- **PROBLEM TO SOLVE**: Gather every line from the entries below that includes "slope".

- **RECORDS SUPPLIED**:
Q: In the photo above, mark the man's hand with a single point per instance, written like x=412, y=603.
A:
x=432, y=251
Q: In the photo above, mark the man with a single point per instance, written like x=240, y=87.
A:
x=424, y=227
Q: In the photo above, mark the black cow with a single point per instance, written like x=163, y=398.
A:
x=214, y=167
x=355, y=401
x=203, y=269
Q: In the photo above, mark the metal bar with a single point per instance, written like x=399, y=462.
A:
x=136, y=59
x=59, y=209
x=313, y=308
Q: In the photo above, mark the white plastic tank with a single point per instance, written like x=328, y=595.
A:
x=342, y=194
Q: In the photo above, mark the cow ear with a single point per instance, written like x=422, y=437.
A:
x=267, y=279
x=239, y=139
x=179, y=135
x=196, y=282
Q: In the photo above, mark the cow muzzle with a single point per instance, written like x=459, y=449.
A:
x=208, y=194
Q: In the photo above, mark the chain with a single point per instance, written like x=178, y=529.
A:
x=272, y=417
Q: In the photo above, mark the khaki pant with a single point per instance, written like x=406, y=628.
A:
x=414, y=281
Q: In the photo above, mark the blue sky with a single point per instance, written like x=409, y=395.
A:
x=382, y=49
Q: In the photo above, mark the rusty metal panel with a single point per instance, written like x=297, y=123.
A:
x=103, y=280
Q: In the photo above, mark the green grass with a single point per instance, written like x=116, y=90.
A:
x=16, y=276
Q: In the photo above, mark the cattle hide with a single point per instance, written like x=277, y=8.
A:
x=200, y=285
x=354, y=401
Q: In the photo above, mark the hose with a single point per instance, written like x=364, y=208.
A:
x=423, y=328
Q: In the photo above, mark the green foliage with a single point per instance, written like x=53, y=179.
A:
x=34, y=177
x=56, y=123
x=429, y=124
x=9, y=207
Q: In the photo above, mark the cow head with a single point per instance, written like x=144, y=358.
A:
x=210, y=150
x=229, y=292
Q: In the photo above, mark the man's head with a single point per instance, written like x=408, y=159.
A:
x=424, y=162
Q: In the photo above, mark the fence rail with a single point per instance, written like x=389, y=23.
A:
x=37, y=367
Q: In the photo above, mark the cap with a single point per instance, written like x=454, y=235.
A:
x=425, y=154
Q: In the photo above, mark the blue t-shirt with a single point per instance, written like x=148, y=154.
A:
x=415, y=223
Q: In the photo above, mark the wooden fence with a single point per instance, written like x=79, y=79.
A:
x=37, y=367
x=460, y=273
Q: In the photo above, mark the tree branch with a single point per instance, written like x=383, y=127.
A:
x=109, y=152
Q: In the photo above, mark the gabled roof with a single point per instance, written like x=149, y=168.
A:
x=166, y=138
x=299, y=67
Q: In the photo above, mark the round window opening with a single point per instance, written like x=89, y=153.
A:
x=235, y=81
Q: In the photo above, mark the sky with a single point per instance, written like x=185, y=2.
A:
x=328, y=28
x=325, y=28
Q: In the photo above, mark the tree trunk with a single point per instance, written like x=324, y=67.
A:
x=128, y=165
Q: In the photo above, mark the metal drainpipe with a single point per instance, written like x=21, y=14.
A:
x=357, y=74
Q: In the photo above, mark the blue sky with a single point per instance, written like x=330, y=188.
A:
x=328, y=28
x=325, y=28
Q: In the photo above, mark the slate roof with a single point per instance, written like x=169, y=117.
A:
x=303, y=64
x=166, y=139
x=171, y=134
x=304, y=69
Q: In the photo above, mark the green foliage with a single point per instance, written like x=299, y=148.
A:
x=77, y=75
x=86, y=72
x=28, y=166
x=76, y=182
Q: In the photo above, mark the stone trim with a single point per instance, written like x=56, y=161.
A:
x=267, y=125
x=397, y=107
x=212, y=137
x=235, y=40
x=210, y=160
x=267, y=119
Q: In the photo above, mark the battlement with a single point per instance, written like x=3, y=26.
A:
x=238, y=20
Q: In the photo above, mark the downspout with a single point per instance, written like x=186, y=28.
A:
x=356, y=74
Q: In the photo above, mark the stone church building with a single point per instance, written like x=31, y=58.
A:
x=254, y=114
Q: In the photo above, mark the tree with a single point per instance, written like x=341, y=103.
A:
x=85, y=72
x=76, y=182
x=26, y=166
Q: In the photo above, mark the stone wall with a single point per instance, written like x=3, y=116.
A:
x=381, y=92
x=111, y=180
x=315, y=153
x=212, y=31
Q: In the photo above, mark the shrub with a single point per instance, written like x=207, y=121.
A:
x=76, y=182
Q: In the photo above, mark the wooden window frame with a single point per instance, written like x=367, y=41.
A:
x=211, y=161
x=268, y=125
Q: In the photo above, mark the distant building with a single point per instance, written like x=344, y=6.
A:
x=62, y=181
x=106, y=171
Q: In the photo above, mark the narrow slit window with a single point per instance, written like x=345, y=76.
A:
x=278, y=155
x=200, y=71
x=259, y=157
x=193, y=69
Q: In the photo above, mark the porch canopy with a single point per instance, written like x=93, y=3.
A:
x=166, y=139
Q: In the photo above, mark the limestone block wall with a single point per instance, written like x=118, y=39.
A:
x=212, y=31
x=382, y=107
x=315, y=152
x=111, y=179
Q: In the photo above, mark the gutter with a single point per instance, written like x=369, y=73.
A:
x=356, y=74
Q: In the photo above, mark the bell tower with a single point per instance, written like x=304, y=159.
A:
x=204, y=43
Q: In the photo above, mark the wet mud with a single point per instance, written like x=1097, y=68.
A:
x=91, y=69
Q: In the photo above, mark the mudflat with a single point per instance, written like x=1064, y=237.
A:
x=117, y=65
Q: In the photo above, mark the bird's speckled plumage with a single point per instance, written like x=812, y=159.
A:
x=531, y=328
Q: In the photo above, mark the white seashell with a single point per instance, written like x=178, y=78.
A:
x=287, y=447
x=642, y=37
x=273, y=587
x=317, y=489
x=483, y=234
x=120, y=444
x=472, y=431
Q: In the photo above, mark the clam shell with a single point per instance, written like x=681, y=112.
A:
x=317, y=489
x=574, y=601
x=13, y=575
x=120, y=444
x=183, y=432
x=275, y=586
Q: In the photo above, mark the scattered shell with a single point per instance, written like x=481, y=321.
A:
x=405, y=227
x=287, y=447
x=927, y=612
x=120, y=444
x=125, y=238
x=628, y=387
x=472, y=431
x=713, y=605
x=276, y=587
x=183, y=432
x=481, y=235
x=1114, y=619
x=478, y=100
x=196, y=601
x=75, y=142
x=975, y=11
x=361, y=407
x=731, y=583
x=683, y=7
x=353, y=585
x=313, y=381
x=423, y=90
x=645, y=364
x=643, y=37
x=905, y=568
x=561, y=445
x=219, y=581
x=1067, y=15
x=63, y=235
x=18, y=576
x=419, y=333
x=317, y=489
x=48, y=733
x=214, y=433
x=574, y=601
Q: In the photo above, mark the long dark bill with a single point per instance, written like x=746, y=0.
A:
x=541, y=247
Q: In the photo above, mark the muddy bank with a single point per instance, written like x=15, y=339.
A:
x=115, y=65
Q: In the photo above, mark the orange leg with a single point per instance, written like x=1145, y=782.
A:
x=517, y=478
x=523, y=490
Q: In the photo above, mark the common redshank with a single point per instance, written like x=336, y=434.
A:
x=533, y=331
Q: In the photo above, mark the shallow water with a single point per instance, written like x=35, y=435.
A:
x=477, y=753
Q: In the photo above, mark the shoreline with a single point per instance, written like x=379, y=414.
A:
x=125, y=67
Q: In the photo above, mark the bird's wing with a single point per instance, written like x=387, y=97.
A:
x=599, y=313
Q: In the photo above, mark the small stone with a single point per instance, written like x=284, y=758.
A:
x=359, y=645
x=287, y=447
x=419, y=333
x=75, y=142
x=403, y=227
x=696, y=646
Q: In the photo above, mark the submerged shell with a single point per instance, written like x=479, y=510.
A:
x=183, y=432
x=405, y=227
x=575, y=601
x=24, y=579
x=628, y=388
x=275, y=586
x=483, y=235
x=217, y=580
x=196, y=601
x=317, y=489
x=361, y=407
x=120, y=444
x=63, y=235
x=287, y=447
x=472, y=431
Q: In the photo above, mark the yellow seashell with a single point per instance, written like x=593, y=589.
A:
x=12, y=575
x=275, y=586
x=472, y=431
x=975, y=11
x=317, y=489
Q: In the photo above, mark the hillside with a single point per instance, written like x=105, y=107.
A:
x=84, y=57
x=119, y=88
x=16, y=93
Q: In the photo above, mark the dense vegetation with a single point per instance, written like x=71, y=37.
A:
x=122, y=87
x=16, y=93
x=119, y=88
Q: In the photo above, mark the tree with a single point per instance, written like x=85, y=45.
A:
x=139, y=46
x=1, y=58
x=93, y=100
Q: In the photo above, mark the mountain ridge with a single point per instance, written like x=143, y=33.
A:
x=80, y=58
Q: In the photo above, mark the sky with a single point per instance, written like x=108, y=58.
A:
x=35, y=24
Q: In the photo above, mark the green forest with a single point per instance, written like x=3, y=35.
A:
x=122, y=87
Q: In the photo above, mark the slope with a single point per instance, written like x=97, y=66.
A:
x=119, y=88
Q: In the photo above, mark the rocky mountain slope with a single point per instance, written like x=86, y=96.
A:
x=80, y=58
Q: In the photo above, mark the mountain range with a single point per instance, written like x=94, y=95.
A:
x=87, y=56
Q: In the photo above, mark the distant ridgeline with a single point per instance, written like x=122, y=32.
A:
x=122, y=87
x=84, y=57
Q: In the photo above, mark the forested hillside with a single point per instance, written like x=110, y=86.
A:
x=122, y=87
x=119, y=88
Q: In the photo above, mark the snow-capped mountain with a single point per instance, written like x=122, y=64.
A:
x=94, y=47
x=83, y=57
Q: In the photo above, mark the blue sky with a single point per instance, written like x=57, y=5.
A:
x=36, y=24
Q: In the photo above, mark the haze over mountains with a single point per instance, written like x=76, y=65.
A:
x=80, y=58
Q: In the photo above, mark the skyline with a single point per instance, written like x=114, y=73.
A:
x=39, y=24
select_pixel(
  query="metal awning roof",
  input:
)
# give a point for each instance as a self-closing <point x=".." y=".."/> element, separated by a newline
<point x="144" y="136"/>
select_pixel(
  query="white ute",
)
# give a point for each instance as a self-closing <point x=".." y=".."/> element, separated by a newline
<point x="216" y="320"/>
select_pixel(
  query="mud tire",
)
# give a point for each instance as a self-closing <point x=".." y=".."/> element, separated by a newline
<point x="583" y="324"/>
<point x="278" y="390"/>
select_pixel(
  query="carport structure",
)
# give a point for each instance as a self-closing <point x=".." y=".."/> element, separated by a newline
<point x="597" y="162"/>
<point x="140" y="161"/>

- **SOLVED EXERCISE**:
Q: In the photo above, mark the slope with a single point per instance, written like x=97, y=66.
Q: In the photo above, mark the rocky mountain slope with a single point per instance, written like x=86, y=96.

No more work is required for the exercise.